* **Exercise instructions**
If a line in the records below contains the word "bottom", copy it out.

[Free-text object descriptions]
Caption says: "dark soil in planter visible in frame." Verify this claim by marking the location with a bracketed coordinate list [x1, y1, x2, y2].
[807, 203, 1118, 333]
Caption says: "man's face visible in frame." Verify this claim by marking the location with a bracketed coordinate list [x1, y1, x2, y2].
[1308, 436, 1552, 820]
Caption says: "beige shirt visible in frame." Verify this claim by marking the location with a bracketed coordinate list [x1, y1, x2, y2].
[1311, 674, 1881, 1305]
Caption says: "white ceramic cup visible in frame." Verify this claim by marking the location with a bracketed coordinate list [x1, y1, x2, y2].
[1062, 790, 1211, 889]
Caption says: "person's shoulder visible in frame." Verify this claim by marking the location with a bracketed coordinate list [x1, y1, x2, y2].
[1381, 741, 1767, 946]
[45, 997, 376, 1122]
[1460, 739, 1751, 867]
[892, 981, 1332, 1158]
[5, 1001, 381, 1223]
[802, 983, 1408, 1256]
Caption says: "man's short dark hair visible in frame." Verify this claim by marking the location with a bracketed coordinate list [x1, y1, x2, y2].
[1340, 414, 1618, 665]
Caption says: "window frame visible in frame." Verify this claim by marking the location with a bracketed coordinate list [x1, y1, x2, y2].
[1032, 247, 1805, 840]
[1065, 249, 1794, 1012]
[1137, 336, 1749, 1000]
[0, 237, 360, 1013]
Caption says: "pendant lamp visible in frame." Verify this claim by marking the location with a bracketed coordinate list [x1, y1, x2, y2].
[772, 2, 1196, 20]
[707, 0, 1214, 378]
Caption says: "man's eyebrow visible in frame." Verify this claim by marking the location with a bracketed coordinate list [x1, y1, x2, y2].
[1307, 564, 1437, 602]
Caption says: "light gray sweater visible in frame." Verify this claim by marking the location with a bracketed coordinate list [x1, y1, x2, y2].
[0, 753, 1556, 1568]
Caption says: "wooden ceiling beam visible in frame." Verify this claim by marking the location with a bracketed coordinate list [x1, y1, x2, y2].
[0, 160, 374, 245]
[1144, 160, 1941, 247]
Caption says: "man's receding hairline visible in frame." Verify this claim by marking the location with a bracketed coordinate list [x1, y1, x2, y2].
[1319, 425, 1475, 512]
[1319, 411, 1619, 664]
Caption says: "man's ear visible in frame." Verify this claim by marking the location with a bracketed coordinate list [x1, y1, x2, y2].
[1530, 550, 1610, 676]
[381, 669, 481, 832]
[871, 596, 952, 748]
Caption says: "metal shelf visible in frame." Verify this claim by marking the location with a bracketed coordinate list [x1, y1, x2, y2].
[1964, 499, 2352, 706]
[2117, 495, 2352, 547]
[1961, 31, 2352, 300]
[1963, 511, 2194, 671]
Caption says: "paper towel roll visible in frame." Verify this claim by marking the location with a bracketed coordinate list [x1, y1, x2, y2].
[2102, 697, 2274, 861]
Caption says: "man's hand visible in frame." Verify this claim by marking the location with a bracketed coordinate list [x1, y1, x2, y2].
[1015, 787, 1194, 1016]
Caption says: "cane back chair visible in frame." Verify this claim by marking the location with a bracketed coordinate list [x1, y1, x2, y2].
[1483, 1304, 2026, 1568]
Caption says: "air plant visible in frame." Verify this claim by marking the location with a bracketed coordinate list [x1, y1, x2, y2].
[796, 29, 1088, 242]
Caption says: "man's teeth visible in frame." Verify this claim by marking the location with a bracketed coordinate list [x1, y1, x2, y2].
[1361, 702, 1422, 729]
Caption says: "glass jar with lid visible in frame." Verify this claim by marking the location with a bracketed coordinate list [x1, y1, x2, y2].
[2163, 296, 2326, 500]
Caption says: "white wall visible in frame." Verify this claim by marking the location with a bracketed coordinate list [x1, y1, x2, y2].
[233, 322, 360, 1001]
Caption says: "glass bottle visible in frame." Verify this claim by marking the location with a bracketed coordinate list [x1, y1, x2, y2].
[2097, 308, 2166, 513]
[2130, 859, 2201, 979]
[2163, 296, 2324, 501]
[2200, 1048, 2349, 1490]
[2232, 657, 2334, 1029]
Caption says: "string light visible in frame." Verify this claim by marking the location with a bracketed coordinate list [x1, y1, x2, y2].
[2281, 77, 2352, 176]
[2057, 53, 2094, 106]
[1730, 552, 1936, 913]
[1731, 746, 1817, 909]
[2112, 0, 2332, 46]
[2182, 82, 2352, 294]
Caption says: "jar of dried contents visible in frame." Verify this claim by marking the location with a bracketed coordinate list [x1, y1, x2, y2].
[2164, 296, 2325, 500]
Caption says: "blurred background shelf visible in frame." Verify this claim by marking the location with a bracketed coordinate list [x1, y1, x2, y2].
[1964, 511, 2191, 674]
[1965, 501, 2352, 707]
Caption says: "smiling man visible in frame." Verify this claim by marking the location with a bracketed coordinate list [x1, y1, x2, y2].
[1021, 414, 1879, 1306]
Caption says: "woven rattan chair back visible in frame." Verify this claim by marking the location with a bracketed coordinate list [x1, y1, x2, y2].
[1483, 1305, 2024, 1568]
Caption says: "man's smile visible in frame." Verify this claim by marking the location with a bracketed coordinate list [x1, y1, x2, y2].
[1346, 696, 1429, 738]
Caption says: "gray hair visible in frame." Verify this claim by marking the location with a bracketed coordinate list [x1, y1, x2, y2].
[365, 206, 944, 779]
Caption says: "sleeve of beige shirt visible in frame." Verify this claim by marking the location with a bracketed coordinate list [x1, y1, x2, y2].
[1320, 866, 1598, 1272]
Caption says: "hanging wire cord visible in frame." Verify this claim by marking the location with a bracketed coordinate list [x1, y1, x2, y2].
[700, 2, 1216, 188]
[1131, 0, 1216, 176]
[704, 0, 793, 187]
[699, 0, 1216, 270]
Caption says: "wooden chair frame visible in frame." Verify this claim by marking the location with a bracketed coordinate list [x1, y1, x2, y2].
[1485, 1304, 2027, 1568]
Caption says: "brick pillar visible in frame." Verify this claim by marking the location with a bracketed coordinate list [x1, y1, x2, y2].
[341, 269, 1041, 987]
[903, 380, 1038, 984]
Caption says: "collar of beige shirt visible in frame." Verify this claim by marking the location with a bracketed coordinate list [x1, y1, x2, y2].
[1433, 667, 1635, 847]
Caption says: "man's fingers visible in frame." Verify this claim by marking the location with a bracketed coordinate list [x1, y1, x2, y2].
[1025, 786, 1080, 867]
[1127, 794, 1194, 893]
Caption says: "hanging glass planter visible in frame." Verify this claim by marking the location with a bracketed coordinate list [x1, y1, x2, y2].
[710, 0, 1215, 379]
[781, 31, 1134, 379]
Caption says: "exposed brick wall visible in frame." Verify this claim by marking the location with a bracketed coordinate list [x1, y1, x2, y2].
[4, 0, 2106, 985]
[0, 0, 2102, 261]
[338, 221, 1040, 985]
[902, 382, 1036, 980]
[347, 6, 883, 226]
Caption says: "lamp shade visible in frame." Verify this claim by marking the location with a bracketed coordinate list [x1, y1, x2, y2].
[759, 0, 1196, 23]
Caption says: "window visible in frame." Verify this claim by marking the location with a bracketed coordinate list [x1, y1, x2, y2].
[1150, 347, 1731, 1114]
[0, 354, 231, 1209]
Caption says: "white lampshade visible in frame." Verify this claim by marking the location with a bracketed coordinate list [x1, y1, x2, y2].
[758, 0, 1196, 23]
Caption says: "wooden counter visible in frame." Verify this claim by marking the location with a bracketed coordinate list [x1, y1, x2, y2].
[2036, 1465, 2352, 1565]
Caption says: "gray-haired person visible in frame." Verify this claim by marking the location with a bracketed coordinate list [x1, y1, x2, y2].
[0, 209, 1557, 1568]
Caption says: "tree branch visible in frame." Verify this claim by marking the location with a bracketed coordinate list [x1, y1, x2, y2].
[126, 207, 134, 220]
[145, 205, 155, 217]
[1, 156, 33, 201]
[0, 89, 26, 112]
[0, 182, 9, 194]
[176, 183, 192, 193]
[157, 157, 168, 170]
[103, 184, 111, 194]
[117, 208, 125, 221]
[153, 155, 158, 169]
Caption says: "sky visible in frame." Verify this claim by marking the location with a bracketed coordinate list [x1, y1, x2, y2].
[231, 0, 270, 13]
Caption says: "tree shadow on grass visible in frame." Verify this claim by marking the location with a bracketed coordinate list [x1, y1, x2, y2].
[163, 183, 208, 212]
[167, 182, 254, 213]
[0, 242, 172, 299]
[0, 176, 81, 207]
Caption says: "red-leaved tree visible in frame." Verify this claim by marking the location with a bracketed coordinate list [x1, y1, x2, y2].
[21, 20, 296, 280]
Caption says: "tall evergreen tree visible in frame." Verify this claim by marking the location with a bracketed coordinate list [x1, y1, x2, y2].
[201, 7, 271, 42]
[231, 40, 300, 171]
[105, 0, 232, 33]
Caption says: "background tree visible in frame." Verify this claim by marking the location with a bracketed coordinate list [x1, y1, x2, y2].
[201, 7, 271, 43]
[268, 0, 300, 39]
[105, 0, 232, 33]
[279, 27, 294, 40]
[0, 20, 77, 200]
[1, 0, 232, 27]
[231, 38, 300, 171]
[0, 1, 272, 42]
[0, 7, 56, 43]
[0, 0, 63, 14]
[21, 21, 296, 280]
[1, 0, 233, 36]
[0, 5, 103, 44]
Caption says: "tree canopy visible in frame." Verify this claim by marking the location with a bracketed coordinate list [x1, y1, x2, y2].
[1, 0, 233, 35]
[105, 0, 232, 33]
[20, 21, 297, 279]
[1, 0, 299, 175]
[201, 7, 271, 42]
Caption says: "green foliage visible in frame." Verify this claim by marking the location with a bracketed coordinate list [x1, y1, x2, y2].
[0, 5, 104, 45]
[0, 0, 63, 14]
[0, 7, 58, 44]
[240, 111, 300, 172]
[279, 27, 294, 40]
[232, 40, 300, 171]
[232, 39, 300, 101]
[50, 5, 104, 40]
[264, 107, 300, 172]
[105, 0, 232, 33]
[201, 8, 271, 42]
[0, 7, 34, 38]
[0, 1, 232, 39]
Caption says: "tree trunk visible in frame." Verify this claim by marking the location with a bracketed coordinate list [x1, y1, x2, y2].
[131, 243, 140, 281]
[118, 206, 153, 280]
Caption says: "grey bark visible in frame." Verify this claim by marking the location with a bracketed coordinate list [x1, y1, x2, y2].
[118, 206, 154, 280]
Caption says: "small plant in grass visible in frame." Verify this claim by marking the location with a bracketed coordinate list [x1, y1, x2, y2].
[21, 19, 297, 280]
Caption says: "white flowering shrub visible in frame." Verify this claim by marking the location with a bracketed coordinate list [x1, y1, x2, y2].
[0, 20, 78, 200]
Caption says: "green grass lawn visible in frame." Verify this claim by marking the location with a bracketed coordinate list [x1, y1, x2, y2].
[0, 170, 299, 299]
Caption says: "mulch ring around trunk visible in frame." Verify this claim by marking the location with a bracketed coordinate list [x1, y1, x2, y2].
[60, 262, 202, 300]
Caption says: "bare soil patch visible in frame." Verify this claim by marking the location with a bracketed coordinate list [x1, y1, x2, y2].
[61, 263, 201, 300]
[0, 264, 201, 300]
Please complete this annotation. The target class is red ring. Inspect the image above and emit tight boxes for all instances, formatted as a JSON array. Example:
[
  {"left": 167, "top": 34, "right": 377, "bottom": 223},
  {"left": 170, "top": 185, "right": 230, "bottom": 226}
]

* **Solved exercise**
  {"left": 167, "top": 34, "right": 377, "bottom": 223},
  {"left": 170, "top": 185, "right": 230, "bottom": 226}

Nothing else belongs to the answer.